* [The exercise]:
Render every line of the records below as a Markdown table with the columns Line and Text, numbering the rows and skipping any blank lines.

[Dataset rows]
====

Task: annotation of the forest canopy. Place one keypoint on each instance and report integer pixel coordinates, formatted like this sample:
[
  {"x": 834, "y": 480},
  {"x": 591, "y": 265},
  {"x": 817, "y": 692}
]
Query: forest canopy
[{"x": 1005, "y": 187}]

====

* [Written response]:
| Line | Text |
|---|---|
| 1 | Task: annotation of the forest canopy. Place one keypoint on each instance and report integer pixel coordinates, formatted like this sample: |
| 2 | [ |
| 3 |   {"x": 834, "y": 480}, |
| 4 |   {"x": 591, "y": 265}, |
| 5 |   {"x": 817, "y": 692} |
| 6 | ] |
| 7 | Query: forest canopy |
| 8 | [{"x": 1005, "y": 187}] |